● **WHAT IS REQUIRED**: Check the listing below for lines with the word "reed" and say how many there are, with nothing but the number.

● **DATA SUPPLIED**:
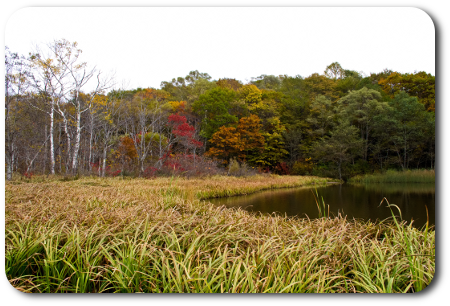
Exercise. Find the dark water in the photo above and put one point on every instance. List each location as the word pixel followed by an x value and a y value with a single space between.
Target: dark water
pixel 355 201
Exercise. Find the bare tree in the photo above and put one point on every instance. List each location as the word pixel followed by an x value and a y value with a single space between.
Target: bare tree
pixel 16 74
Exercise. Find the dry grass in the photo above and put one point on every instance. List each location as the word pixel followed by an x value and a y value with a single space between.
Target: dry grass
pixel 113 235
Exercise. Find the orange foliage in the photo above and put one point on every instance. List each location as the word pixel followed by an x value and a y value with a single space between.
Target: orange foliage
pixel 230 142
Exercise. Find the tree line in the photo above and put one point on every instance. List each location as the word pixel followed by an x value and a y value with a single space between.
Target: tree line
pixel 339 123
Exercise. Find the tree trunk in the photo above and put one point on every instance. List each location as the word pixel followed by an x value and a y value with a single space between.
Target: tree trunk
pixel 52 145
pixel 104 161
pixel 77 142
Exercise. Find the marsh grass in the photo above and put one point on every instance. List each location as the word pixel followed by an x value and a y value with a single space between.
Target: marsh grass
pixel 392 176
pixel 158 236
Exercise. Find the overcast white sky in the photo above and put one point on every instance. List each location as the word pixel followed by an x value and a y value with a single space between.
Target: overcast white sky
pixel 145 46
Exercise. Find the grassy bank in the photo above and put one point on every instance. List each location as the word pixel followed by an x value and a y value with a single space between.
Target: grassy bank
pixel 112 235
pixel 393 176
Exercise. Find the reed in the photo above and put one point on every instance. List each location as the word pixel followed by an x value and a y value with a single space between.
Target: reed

● **EXERCISE RESULT**: 2